** Start SUPPLIED DATA **

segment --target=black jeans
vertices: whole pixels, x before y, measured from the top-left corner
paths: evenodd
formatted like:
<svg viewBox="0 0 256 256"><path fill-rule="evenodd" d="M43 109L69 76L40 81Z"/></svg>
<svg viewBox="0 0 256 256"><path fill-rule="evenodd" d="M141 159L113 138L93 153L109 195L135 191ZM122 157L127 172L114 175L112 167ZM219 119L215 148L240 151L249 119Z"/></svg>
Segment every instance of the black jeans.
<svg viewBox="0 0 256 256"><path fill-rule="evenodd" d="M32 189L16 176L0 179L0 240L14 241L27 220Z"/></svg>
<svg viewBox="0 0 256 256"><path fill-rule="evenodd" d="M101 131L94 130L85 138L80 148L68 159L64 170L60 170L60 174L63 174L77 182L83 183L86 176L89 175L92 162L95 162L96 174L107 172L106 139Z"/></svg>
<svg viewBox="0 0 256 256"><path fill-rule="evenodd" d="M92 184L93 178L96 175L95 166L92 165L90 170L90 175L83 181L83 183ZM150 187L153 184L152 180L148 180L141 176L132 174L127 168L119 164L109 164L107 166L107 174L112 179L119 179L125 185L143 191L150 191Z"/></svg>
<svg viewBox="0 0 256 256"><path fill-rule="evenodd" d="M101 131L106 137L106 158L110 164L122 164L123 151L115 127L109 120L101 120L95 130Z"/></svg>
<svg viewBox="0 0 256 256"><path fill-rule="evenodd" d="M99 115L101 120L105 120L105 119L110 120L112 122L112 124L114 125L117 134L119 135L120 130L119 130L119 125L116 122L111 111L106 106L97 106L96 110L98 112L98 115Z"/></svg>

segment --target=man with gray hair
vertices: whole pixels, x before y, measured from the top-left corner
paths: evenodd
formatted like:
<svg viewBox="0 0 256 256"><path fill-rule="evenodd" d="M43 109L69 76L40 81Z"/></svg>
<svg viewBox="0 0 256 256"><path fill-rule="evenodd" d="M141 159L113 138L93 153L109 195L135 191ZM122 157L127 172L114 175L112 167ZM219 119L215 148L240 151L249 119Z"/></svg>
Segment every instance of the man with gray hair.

** End SUPPLIED DATA **

■ **TASK OBJECTIVE**
Copy the rows word for word from their first line through the line that contains "131L106 137L106 158L110", including both of those lines.

■ **WRITTEN SOLUTION**
segment --target=black jeans
vertices: whole pixels, x before y, measured from the top-left corner
paths: evenodd
formatted like:
<svg viewBox="0 0 256 256"><path fill-rule="evenodd" d="M43 109L69 76L40 81Z"/></svg>
<svg viewBox="0 0 256 256"><path fill-rule="evenodd" d="M141 159L113 138L93 153L109 195L135 191ZM122 157L127 172L114 175L112 167ZM219 119L215 148L240 151L249 119Z"/></svg>
Segment every instance of the black jeans.
<svg viewBox="0 0 256 256"><path fill-rule="evenodd" d="M32 189L16 176L0 179L0 240L14 241L27 220Z"/></svg>
<svg viewBox="0 0 256 256"><path fill-rule="evenodd" d="M101 131L94 130L85 138L80 148L68 159L64 170L60 170L60 174L63 174L77 182L83 183L86 176L89 175L92 162L95 162L96 174L107 172L106 139Z"/></svg>
<svg viewBox="0 0 256 256"><path fill-rule="evenodd" d="M92 184L93 178L96 175L95 166L92 165L90 170L90 175L83 181L83 183ZM150 187L153 184L152 180L148 180L141 176L132 174L127 168L119 164L109 164L107 166L107 174L112 179L119 179L125 185L143 191L150 191Z"/></svg>
<svg viewBox="0 0 256 256"><path fill-rule="evenodd" d="M101 131L106 137L106 158L110 164L122 164L123 151L115 127L109 120L101 120L95 130Z"/></svg>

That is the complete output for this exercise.